MATERIAL PROPORCIONADO:
···

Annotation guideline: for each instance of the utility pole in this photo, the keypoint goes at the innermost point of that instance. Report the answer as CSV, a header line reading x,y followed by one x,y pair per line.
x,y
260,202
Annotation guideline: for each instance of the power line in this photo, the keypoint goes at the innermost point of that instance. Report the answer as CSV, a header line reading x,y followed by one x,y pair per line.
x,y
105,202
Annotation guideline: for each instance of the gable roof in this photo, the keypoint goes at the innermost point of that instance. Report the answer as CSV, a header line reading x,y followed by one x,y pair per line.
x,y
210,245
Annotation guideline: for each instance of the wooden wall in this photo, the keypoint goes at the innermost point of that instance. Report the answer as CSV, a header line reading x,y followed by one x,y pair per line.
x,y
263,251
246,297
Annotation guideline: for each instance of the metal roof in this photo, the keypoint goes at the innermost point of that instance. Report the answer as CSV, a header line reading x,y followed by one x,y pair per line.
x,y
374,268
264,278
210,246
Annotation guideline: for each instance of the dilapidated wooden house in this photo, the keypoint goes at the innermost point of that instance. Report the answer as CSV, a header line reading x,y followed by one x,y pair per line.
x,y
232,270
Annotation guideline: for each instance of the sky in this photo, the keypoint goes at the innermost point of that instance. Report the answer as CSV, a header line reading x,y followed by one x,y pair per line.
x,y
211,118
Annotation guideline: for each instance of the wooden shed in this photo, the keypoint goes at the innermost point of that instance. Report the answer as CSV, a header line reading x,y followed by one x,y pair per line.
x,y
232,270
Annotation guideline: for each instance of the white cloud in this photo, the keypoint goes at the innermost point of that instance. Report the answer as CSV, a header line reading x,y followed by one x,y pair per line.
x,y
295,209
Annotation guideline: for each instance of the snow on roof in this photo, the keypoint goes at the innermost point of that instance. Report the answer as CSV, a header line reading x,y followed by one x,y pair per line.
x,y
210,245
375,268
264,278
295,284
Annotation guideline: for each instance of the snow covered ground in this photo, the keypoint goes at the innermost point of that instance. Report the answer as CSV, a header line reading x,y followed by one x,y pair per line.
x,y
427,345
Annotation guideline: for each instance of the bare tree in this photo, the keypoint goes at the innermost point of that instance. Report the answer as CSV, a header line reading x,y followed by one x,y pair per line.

···

TAREA A REALIZAR: Actualiza todo el listado escribiendo "central point" donde aparece "innermost point", sin cambiar nada más.

RESPUESTA DE TAREA:
Annotation guideline: for each instance of the utility pole in this photo, the keypoint goes at the central point of that instance. Report the answer as CSV, a header line reading x,y followed by one x,y pair per line.
x,y
260,202
Annotation guideline: for each instance of the power line in this photo, the keypoint goes at the central point of that instance. Report the answer as CSV, a header line reading x,y followed by one x,y pair per line.
x,y
105,202
Annotation guideline: for each instance of the gable roof in this photo, the keypoint goes at the central point of that instance. Report the answer as CSV, a header line reading x,y followed by one x,y pair per line.
x,y
210,245
Annotation guideline: for each instance of the wooden wall in this photo, the keypoint goes at the central point of that instance. Report the answer as CSV, a header line reading x,y followed by one x,y pair per line.
x,y
263,251
246,297
Annotation guideline: for each instance of the metal roof in this photo, the keypoint goes at the central point of that instance. Report the answer as CSV, a header line reading x,y followed by one x,y pair per line.
x,y
374,268
264,278
210,246
Annotation guideline: for each instance of the dilapidated wooden house in this photo, the keypoint goes at the central point of that instance. Report the answer as CSV, a header line reading x,y followed by one x,y pair per line.
x,y
232,270
Annotation guideline: for each instance of the sky in this photo, the keypoint goes at the central point of that instance. Report the answer as CSV, a header line reading x,y followed by one x,y pair per line.
x,y
211,118
Annotation guideline: for each instance of the wooden shed in this photo, the keypoint goes at the central point of that instance. Report the answer as CSV, a header line reading x,y followed by one x,y pair per line.
x,y
232,270
Annotation guideline: for each instance of the white cloud in this photo, the keypoint goes at the central point of that instance. Report the answer as CSV, a header line reading x,y followed by one x,y pair per line.
x,y
295,209
Annotation guideline: for each instance of the snow on roof in this photo, the keypoint goes at the central point of that instance. Report the answer as CSV, a header line reading x,y followed by one x,y pair per line.
x,y
210,245
375,268
264,278
295,284
Annotation guideline: for each instance of the snow covered ground in this photo, the keypoint goes at the central point of that instance. Report the answer as CSV, a header line reading x,y followed by one x,y pair per line.
x,y
427,345
Annotation guideline: for each instance of the bare tree in this photo, the keypoint goes at the central point of that instance. Report the answer as CSV, a header line reading x,y followed by one x,y pair per line.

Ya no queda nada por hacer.